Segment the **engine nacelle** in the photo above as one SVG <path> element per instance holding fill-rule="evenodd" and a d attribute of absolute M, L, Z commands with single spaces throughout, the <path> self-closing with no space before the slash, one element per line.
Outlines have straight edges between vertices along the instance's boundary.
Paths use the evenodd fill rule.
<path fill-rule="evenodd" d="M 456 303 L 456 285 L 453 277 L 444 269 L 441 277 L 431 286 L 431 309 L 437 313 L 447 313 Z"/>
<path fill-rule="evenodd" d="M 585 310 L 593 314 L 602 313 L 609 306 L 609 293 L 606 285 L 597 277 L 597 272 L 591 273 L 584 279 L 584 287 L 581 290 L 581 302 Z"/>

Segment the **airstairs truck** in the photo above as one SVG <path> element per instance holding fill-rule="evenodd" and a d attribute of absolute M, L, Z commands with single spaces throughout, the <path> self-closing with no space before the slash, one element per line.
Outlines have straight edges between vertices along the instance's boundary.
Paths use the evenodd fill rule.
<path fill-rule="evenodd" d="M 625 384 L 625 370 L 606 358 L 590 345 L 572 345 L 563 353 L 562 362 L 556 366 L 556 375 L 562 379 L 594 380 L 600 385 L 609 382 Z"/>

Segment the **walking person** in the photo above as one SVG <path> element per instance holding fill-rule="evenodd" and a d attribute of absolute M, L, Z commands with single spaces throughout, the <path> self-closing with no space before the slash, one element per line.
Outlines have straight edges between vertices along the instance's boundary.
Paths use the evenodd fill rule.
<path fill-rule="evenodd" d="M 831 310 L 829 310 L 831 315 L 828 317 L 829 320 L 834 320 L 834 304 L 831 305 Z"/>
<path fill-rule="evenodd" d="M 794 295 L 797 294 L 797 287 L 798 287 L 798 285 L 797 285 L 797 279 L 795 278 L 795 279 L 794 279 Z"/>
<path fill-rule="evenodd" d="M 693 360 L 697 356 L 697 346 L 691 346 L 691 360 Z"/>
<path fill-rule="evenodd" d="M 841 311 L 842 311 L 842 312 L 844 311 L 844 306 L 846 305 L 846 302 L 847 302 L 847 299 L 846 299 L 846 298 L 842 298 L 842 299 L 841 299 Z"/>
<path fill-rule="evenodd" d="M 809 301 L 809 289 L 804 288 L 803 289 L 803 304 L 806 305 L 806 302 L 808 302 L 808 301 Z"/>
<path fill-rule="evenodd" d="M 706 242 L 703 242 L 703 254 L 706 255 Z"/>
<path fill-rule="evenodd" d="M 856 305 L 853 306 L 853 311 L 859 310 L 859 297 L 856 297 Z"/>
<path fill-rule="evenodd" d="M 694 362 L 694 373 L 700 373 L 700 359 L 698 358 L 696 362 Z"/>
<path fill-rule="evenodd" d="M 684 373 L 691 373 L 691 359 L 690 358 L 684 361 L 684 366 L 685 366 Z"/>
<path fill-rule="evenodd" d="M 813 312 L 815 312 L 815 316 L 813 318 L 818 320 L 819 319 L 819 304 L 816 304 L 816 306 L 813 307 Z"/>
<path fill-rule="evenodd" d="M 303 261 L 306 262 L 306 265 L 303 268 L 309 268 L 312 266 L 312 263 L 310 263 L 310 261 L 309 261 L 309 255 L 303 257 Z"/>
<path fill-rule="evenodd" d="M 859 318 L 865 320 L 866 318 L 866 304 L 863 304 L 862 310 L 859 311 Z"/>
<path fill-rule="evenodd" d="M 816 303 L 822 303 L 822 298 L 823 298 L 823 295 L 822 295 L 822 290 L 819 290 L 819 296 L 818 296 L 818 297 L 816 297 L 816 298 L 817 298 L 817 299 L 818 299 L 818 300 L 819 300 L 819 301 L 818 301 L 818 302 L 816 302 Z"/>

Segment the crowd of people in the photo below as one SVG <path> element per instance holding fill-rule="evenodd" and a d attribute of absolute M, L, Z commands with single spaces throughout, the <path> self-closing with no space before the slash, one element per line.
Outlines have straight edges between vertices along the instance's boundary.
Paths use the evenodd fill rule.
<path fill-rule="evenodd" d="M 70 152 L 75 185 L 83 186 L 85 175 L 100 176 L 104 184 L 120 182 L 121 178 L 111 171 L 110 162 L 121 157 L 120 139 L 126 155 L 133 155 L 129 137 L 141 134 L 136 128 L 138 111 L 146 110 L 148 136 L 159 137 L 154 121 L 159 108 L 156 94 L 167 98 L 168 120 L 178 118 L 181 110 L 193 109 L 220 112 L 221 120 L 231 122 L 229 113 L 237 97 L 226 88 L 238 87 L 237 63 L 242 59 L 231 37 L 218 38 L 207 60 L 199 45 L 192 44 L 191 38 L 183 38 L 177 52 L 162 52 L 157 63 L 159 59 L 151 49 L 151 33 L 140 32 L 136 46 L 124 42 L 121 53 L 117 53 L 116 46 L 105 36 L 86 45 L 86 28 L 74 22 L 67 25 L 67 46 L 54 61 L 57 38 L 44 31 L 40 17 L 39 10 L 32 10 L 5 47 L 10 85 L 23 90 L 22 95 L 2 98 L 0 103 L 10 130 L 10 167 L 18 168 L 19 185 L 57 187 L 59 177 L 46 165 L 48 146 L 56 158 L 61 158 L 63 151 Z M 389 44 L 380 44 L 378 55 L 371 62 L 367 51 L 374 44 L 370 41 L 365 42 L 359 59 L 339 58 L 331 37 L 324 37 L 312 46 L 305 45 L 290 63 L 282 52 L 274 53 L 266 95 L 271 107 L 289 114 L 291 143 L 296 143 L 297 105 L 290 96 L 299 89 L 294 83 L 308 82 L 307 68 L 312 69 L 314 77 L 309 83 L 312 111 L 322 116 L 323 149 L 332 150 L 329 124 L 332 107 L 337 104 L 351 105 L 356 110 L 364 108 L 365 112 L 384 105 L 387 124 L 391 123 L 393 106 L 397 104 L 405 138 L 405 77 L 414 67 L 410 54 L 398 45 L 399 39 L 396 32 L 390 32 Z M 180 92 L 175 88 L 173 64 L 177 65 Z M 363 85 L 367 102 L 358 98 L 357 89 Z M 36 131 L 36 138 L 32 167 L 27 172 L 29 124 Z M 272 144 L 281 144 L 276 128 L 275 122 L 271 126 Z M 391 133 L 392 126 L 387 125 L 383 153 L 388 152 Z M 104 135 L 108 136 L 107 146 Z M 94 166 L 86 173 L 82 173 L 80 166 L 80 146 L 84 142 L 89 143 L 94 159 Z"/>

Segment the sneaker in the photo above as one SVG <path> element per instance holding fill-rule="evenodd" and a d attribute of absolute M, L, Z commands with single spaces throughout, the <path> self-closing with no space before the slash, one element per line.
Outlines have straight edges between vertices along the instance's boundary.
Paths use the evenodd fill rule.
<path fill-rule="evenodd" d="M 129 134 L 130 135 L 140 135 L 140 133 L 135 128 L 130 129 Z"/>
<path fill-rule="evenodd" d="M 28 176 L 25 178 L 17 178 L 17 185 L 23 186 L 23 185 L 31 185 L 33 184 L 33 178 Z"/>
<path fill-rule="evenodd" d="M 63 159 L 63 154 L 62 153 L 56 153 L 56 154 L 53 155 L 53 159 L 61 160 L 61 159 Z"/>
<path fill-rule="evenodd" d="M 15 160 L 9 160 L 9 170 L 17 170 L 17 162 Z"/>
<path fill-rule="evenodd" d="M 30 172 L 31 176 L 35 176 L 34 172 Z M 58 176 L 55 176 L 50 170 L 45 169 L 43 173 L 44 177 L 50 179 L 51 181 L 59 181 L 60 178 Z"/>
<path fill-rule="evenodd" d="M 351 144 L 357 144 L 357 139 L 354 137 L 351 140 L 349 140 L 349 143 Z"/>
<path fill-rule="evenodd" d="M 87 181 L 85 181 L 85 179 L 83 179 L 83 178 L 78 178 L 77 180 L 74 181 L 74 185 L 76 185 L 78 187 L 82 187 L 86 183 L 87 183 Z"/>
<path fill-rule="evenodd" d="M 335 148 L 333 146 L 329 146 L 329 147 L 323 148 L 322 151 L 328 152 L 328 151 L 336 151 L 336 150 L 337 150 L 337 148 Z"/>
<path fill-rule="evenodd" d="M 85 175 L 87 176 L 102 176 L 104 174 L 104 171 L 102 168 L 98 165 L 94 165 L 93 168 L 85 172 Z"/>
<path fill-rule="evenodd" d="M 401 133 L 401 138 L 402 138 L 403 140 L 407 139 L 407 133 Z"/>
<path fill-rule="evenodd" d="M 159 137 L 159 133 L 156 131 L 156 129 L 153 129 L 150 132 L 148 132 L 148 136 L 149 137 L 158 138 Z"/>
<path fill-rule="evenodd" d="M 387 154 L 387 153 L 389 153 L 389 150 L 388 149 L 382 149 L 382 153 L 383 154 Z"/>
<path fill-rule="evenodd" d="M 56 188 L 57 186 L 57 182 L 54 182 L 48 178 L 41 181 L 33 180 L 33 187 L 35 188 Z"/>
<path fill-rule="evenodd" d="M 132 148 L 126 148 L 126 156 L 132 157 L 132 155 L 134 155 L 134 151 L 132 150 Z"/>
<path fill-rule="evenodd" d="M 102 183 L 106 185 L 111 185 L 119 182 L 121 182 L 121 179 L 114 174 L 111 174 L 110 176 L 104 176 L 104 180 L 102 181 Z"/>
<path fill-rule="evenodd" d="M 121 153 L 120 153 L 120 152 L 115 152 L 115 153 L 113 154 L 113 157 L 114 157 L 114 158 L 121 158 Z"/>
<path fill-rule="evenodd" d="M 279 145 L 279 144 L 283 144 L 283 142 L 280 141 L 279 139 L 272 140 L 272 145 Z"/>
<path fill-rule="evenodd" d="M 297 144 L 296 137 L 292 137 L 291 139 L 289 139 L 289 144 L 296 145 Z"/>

════════════════

**WORK REQUIRED:** How many lines in the records include "above"? Answer with the number alone.

**TASK SOLUTION:** 4